== Records

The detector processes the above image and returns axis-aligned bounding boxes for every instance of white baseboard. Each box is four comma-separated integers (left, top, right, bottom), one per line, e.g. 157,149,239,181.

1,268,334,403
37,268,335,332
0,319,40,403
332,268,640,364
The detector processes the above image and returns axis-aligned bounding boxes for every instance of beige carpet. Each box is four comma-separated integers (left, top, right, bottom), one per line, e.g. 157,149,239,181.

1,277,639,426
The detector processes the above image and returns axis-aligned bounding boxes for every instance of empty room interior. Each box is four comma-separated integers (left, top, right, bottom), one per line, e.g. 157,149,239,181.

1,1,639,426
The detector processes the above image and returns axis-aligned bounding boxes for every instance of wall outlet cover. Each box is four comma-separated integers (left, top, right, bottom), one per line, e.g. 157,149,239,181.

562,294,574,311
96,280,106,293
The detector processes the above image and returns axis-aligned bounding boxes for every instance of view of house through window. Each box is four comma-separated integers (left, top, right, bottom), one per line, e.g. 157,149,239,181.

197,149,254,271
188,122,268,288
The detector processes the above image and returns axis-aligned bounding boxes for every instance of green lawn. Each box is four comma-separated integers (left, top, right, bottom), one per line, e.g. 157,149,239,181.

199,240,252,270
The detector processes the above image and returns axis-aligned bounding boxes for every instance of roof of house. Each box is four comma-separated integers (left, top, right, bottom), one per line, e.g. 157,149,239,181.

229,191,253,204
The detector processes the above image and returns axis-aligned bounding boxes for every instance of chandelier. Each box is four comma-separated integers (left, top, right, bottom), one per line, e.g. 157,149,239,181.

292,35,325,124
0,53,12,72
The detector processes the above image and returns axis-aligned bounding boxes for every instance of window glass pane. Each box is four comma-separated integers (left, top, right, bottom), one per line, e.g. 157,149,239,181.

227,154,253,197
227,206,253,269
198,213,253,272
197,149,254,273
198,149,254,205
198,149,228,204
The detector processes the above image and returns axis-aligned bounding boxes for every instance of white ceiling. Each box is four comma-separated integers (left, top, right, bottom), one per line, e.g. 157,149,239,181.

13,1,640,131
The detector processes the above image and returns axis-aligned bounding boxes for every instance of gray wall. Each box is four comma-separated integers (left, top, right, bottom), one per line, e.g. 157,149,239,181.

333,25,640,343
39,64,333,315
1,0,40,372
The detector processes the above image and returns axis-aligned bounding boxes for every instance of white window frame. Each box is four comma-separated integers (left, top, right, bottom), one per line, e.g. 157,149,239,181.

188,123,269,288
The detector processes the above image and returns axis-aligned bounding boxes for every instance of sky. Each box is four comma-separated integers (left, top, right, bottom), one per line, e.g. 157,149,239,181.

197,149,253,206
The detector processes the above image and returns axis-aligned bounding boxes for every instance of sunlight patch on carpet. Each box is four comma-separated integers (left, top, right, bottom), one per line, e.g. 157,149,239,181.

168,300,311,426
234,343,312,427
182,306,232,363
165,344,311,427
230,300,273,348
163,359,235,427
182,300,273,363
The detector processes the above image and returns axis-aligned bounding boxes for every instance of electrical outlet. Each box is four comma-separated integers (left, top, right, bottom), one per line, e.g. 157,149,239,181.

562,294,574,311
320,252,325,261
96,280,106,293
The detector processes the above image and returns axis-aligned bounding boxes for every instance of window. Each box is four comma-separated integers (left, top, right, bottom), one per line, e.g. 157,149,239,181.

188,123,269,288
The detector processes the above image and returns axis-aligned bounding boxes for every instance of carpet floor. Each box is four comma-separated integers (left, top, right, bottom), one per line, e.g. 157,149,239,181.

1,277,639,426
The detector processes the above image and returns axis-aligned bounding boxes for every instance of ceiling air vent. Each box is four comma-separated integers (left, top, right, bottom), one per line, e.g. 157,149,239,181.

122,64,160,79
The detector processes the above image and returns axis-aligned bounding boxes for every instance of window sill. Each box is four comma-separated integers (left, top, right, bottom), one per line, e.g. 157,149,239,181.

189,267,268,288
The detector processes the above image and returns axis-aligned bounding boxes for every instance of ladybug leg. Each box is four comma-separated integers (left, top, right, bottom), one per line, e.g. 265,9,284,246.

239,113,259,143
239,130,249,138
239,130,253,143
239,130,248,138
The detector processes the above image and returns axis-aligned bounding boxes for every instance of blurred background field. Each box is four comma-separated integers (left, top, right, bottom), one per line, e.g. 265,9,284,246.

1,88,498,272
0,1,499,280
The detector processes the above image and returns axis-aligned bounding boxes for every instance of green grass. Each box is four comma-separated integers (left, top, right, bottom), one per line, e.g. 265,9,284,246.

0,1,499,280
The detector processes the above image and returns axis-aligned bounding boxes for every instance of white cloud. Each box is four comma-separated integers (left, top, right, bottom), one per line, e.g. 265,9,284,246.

====

* Problem details *
Exactly reproduce every record.

* Finished exercise *
The detector processes the above image and returns axis-aligned bounding boxes for every instance of white baseboard. Each box is four comma-separated integers (left, top, right, bottom), one per line, e.g. 157,149,239,181.

1,268,334,403
37,268,335,332
0,319,40,403
332,268,640,364
The detector processes the above image and returns axis-aligned bounding boxes for every instance of beige carpet. Each box is four comma-separated integers (left, top, right, bottom), one per line, e.g. 157,149,239,181.

1,277,639,426
The detector processes the above image and returns axis-aligned bounding boxes for every instance of empty room interior. Each box is four comma-separated integers (left, top, right, bottom), one per line, e.g. 157,149,239,181.

1,1,639,426
The detector processes the above image and returns axis-aligned bounding boxes for every instance of wall outlet cover. Each box is four comma-separated integers (left, top, right, bottom), one per line, e.g. 157,149,239,181.

562,294,574,311
96,280,106,293
The detector processes the above image and returns axis-aligned bounding boxes for every instance of view of house through window. Each box is four comma-separated integers (left, top, right, bottom), one per line, e.g. 157,149,239,181.

197,149,254,271
188,122,268,288
The detector processes the above image and returns axis-aligned bounding boxes for every instance of green lawn. Each box is four comma-separated integers (left, top, right, bottom), one per line, e.g. 157,149,239,181.

199,240,252,270
The detector processes the above image and returns axis-aligned bounding boxes for every instance of roof of house. Each box is four comma-separated integers (left, top, right, bottom), one per line, e.g. 157,149,239,181.

229,191,253,204
The detector processes the above image and returns axis-aligned bounding boxes for every instance of chandelier. Each box is four comma-separated integers (left, top, right, bottom), one per line, e.g. 157,149,239,181.

292,35,325,124
0,53,12,72
The detector processes the above image and returns axis-aligned bounding boxes for every instance of window glass pane. Each box is four comma-separated integers (left, top, right, bottom), one per line, e.g. 157,149,239,181.

227,154,253,197
227,206,253,269
198,213,253,272
197,149,254,273
198,149,254,205
198,149,228,204
The detector processes the above image and returns axis-aligned bounding boxes for every instance of white ceiling. Each box is four comma-separated integers (left, top, right, bottom), one per line, e.g. 157,149,239,181.

13,1,640,131
The detector processes the above image and returns axis-aligned bounding boxes for every instance of gray wall. Each box is four comma-separated integers (left, top, right, bottom), one per line, e.g. 157,149,239,181.

333,25,640,343
39,64,333,315
1,0,40,372
The detector processes the above image and returns axis-aligned bounding boxes for every instance of white window frame. Each box is four comma-separated integers (left, top, right, bottom), one per line, e.g. 157,149,239,181.

188,123,269,288
The detector processes the above image and returns axis-aligned bounding boxes for every instance of sky. Each box is four comma-separated integers (left, top, right, bottom), one per line, e.g. 157,149,239,181.

197,149,253,206
The detector processes the above image and returns axis-aligned bounding boxes for every instance of sunlight patch on carpet. Each box is four comma-separated integers (left, top, right, bottom), one per line, e.g. 157,149,239,181.

168,300,311,426
234,343,312,427
182,306,232,363
165,344,311,427
230,300,273,348
163,359,235,427
182,300,273,363
The detector processes the above image and returns axis-aligned bounding boxes for every instance of electrical outlet. Each box is four comma-separated integers (left, top, right, bottom), one per line, e.g. 157,149,239,181.

562,294,574,311
320,252,325,261
96,280,106,293
The detector processes the above image and returns axis-aligned bounding boxes for every instance of window. Each box is four comma-separated integers (left, top, right, bottom), one per line, e.g. 157,149,239,181.

188,123,269,288
The detector processes the above image and returns axis-aligned bounding boxes for every instance of carpet floor. Each box is four comma-separated integers (left, top, right, bottom), one per line, e.g. 157,149,239,181.

1,277,639,426
The detector processes the above image and returns axis-aligned bounding boxes for every instance of ceiling air vent. Each box is four comma-separated integers (left, top, right, bottom), one per line, e.g. 157,149,239,181.

122,64,160,79
The detector processes the above image and returns axis-aligned bounding boxes for every instance of window sill. Each box is four comma-separated integers (left, top, right, bottom), one per line, e.g. 157,149,239,181.

189,267,268,288
The detector processes the above image and returns axis-aligned bounding boxes for every instance of ladybug leg. Each box is four comma-separated integers (left, top, right, bottom), one per line, e.g. 265,9,284,246.

239,113,259,143
239,130,249,138
239,130,253,143
239,130,248,138
The detector processes the above image and returns axis-aligned bounding boxes for every instance of blurred background field. Each box is four comma-separated integers (left, top, right, bottom), one per line, e.g. 265,9,284,246.

1,88,498,272
0,1,499,280
The detector processes the above image and returns axis-aligned bounding boxes for every instance of green grass. Each box is four comma-separated integers (left, top, right, bottom), one per line, e.g. 265,9,284,246.

0,1,499,280
The detector processes the above image and returns axis-aligned bounding boxes for every instance of white cloud. Each box is four comma-separated integers (left, top, right, bottom), one per line, e.g. 265,9,284,246.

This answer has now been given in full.